How Developers can Embed Design Thinking into Everything that They Do
Did you know? According to a study covered by HBR, over 3.6 million people missed their hospital appointments, and healthcare providers lost billions of dollars annually because of missed appointments. When the researchers tried to get to the root of the problem, they realized that most people missed their appointments because of transportation issues. Patients faced difficulty in arranging their transport to the hospital.
Another study in South Africa showed that the healthcare providers were able to reduce appointments for diabetic patients from 70% to 30% by offering web services, diabetes education, and sending appointment reminders on patient’s cell phones.
Healthcare technology is rapidly making improvements. Today, doctors can detect diseases and control them at an early stage. Patients can monitor their progress through wearable devices etc. We have new technologies such as the Internet of Things (IoT), big data, AI, and cloud technology aiding healthcare services.
However, when it comes to patient care, hospitals and medical teams are still struggling to make it easier for the patients.
So, how can healthcare providers use technology to improve patient care?
The answer lies in design thinking.
What is design thinking?
IDEOU – a design consultancy firm defines design thinking as a process of solving human problems creatively. It encourages businesses to create products that are user-centric, and which are technologically and economically viable.
So, if we look at it from the healthcare technology perspective, design thinking will make healthcare technology user-friendly for both the healthcare providers and the patients. It can improve patient care efficiency and lead to innovations.
How can developers use design thinking in healthcare technology?
Design thinking follows a five-step process – Empathy, Define, Ideate, Prototype, and Test.
Let’s look at how developers can create user-centric solutions for healthcare companies using the five stages of design thinking.
#1 – Empathy
Empathy is the foundation of design thinking. Empathizing with the customer’s problems enables you to think about a solution from a fresh perspective. Let’s go back to the increasing incidents of missing appointments. As the study showed, the patients missed their appointments. Here’s a chance for you to think of ways to remove this roadblock for the patient. Spend time to research your customer pain points and gather data to understand the challenges in-depth. You can collect this data by interviewing the patients or asking them to fill a survey form or through a phone call. Keep your eyes and ears open to get as many insights as possible.
#2 – Define
Once you analyze the gathered data, you will get a better sense of the issues faced by your customers and the users of your product. You can now define customer problems efficiently. For example, after speaking to the patients, you know that they are missing appointments due to the difficulty in arranging for transportation. This newfound clarity will help you to find an appropriate solution for the problem.
#3 – Ideate
In this stage, you have to go to the drawing board and start finding solutions to address the issue. Gather your testing, development, and customer experience teams and brainstorm alternatives to solve the challenge. For example, a probable solution to curb missing appointments could be to create an app to help patients book an ambulance easily in one tap or swipe of the finger.
Bonus Tip: The number of ideas you get during the brainstorming sessions can overwhelm you. We advise you to take time to identify which features will truly benefit the customer and develop only those that will help the customer. Keep your customer’s problem at the center of your decision-making process, not your teams’.
**********
Name each stage of the five-step process that the design thinking article lists, in the order given.

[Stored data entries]
**********
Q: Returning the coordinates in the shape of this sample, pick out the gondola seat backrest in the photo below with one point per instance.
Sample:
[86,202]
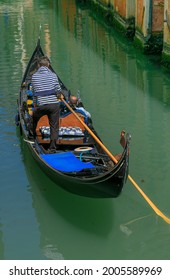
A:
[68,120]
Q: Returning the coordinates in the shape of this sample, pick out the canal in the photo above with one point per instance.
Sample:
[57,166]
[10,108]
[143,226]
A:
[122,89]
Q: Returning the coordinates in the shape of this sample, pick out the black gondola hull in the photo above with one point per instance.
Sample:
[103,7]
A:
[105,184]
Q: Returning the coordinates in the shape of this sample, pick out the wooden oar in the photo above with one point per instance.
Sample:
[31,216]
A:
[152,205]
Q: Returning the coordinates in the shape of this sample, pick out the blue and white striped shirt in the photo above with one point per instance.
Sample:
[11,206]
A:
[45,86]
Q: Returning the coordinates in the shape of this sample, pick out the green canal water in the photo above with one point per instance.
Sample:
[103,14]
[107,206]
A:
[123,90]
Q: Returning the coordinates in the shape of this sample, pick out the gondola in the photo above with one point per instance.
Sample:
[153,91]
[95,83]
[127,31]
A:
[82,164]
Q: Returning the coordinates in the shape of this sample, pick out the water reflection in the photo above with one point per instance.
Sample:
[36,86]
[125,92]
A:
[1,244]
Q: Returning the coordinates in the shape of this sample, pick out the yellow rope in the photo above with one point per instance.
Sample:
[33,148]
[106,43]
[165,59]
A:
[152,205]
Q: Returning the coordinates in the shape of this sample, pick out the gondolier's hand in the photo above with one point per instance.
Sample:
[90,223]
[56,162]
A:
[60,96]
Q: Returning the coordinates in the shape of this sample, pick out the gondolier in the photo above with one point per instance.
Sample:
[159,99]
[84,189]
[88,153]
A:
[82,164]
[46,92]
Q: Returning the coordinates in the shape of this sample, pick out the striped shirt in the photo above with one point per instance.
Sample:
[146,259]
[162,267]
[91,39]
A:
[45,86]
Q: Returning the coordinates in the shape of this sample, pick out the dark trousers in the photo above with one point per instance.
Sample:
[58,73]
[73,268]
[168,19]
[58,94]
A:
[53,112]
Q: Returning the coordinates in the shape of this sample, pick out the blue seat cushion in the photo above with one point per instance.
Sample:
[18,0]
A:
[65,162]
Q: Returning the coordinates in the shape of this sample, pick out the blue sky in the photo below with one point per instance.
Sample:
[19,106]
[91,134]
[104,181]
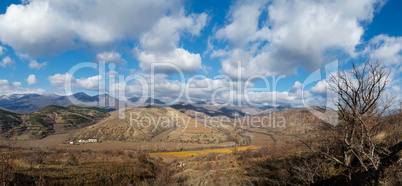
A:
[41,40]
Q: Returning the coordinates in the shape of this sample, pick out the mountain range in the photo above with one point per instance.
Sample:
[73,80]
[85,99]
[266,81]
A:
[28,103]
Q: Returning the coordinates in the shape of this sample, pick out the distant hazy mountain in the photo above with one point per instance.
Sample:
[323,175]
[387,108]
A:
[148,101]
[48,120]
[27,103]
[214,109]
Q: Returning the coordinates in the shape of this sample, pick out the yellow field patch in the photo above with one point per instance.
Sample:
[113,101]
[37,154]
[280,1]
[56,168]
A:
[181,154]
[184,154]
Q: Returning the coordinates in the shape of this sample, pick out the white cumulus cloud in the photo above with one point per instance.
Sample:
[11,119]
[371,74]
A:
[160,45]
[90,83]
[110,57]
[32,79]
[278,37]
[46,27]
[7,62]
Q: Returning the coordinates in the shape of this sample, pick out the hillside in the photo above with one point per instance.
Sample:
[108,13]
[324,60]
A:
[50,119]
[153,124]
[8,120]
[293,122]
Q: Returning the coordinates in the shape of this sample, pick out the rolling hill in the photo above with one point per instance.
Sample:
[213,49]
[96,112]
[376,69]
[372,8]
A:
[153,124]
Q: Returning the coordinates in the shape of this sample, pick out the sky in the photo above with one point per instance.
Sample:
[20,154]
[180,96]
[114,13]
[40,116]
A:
**********
__Solution to this exercise__:
Empathy, Define, Ideate, Prototype, Test